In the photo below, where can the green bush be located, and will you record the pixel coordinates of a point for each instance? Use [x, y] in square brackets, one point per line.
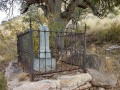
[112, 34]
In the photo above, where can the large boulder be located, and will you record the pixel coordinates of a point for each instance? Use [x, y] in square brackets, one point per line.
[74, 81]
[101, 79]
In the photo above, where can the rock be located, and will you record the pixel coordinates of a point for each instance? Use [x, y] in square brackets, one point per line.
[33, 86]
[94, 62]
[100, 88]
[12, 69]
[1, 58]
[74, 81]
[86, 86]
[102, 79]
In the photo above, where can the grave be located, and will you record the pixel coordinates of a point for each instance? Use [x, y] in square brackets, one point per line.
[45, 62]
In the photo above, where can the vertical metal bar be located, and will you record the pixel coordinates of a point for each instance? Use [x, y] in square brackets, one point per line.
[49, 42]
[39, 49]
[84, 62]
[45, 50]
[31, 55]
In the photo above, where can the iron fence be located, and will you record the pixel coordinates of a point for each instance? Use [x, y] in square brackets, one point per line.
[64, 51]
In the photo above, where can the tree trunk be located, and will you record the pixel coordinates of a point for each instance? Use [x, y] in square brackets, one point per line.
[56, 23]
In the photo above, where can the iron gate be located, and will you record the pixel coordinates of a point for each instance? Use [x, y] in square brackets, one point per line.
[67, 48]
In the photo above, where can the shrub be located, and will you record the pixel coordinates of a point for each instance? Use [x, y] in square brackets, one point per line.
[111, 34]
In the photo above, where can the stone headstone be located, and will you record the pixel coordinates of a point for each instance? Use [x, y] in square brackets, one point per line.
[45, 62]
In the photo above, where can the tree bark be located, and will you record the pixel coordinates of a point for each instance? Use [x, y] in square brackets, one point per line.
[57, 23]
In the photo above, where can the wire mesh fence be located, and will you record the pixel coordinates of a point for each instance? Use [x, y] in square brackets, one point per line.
★ ★ ★ ★ ★
Repeat the data exactly, excluding the pictures.

RESULT OF THE EXERCISE:
In the photo below, where can the green bush be located, and will you record the pixel coordinates of a point for each instance? Use [x, y] in square brackets, one point per line.
[112, 34]
In the photo above, where can the large boulder be located, and will you record the pixel coordinates of a point for each instance? Use [x, y] in square brackets, one point per line.
[74, 81]
[101, 79]
In the photo above, where can the rock be located, and will you record the pixel coordinates of a point for each instance? Use [x, y] in square brackets, one point per line.
[33, 86]
[94, 62]
[100, 88]
[12, 69]
[1, 58]
[74, 81]
[86, 86]
[102, 79]
In the photo above, where can the grave be located, and will you record the pixel coordinates of a point for each instance? Use [x, y] in square brackets, one point per line.
[45, 62]
In the photo above, where can the vertical metal bar be located, and will you record the pixel coordinates of a point for each instance? Use [x, y] in square brackets, one point per line.
[49, 42]
[39, 49]
[84, 62]
[45, 50]
[31, 55]
In the photo above, where can the iron fence be located, and will you record the pixel coordinates of a point for each instance? Use [x, y] in square brackets, one point per line.
[64, 51]
In the photo above, where can the tree trunk be located, and will you record the pixel coordinates of a point for each instance? Use [x, y] in square brackets, one point per line.
[56, 23]
In the photo above, where can the iron gate be located, and will you record the pixel coordinates of a point for each instance? Use [x, y] in square brackets, one point per line.
[67, 48]
In the photo above, where can the shrub be located, and will you record the pixel coordinates of a point for each instance? Use [x, y] in square brackets, one point per line.
[111, 34]
In the photo above, where can the stone headstone be located, and will you record the pixel coordinates of a point for each instance? Use [x, y] in square brackets, one point per line.
[45, 62]
In the photo above, where can the tree bark be located, and will you record the pixel coordinates of a point for each instance? Use [x, y] in square brackets, one point per line.
[57, 23]
In the photo above, where can the wire mesh fence be located, and will you record the pixel coordinates of a point for each instance? Use [x, y] in square brackets, one point per line.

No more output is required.